▸ **PARTS OF THE EXERCISE**
1. In the post on e-book prices, what is the most the writer personally wants to spend on an e-book?
2. Please continue the post on e-book prices from its final sentence.

▸ **SELECTED TEXT**
· · · · · · ·
Thursday, July 7, 2011

The Price of E-Books

My sister and I were having a discussion the other day about the cost of e-books.  One of the draws of the readers or apps is being able to get books at a discounted price.  After all, you aren't getting a physical book.  That was my theory, especially since companies are asking you to first spend a couple hundred dollars on a reader, to me the books should be less than buying a bound copy.  Wow, was I wrong.  I do like the convenience of e-books and being able to download a book instantly and start reading it, so I found a book I wanted to read and went to one of my handy apps to price the book.  That particular book was $12 in e-book format.  Amazon was selling a used paperback version for $2.58.  Even with shipping and tax it was going to be $5.00.  Why would I pay $12 for a digital copy that I can't put on my shelf, or loan to friends, or even read while sitting in the bathtub.  (The latter doesn't really happen as often as I fantasize.)  So this led my sister and I into the discussion of what is a good e-book price.  I personally don't want to spend more than $5 on an e-book.  I have spent up to $9 on one, but it was an author I trusted would be worth it, and my mommy gave me a nook gift card.  (Yes, I'm a cheap skate.)  My sister said she doesn't want to pay anymore for a digital version than she would on a paperback.  My cheap skate habits have led me to alot of free or $.99 books.  Yes, quite often the quality is lacking, but I'm sometimes willing to overlook that for the discount.  This leads me to wonder if readers are going to begin to lower their standards in their reading choices and choose thrift over quality.
· · · · · · ·
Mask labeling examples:
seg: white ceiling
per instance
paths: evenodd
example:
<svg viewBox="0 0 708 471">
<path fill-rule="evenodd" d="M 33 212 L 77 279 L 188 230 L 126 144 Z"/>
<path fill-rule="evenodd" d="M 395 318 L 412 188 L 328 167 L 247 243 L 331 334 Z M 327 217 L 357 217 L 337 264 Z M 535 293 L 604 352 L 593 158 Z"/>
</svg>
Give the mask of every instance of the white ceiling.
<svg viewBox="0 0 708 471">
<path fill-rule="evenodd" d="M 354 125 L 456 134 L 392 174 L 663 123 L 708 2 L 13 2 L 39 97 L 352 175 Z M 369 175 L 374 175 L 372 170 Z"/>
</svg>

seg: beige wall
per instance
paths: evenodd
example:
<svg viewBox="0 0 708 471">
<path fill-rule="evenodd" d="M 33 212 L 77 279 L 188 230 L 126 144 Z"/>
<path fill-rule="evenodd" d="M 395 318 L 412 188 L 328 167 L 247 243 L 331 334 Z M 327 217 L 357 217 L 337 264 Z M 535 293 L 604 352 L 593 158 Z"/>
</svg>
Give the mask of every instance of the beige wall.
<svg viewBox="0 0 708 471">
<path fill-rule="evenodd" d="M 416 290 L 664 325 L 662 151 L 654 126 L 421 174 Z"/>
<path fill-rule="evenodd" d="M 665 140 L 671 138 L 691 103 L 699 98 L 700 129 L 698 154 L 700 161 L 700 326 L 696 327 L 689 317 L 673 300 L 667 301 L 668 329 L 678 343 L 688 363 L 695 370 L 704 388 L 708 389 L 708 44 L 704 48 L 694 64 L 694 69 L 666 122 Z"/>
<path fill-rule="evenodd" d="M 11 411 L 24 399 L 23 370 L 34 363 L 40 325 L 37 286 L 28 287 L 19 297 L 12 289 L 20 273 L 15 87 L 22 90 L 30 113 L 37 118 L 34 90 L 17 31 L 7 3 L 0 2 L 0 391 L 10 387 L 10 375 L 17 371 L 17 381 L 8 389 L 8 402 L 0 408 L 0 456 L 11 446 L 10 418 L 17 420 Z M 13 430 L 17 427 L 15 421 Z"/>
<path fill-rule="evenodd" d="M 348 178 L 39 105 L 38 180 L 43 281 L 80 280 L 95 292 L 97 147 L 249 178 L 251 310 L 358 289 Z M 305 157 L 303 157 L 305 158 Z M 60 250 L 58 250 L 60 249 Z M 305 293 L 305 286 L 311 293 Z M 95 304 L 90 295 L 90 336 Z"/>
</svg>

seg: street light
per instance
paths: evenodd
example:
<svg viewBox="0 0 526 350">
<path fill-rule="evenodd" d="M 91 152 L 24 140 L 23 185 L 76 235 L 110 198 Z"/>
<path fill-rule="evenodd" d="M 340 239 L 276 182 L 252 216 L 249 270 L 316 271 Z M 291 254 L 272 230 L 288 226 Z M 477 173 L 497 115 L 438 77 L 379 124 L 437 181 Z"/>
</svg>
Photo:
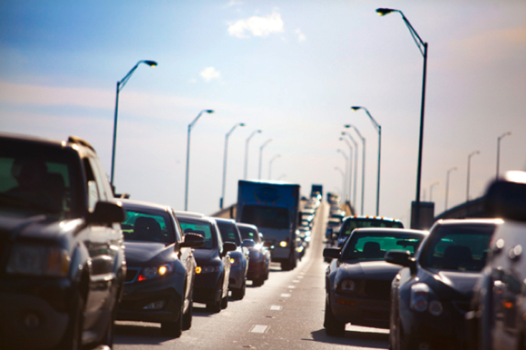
· · · · · · ·
▸ **RESULTS**
1. $5

2.
Now I know the publishing companies have lots of reasons as to why the e-books are so expensive even though the publishing costs are next to none.  But that isn't to say the publishing companies don't do alot to get these books ready.  All those other services like editing, marketing, etc. deserves compensation.  Though I don't think publishing companies have hit the right formula yet when it comes to computing those costs and still making e-books worth the price. 

What about a writer's point of view?  How do we meet this new market head on and find pricing that is right for our books?  Now if we are publishing with a company than we won't have a say on this aspect.  But if we are self-publishing we have the power.  So do you put your story out for free hoping to get your name out there?  Do you go with $.99 for the first book and $2.99 for each other book in the series like Amanda Hocking did?  I get an e-mail once a week from David Farland called the "Daily Kick in the Pants".  In this past one he talks about how to sell e-books.  I really enjoyed all the information, but I'm just going to share with you the part about pricing.  Please go to his website and sign up for his weekly e-mail, it's definitely worth it. 

"Price them cheap. Note that the authors who have succeeded have priced them at 99 cents. No one has gone out yet and self-published a novel at $15 and sold a million copies. No one has done it even at $3. The authors who use this method are trying to build an audience. They’re sacrificing short-term profits in the hopes of building a long-term audience.
If you give your novel away, no one is likely to read it. Why? Because you’ve just told us that your novel has no value.

Years ago, my family had the misfortune of having a litter of extremely ugly kittens. They were all calicos with grisly markings. Their fur was more like bristles than anything else. They were bony creatures, scrappy and altogether unlovely.

One Saturday morning, my wife came to me crying and begged, “Take these kittens up into the hills and put them out of their misery. I’ve gone all through the neighborhood, and no one will take any of them!”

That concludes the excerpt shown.